**RECORDS SUPPLIED:**
---+---
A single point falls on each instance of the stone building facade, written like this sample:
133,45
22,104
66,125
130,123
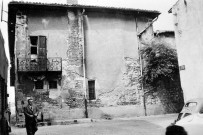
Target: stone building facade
3,88
64,54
---+---
**BRIEF:** The data above must be written out again without alteration, and the pictures in them must be excluded.

**EXERCISE SOLUTION:**
A single point falls on each instance of the stone building facade, written like this sample:
133,45
22,104
66,125
130,123
Target: stone building facade
3,88
64,54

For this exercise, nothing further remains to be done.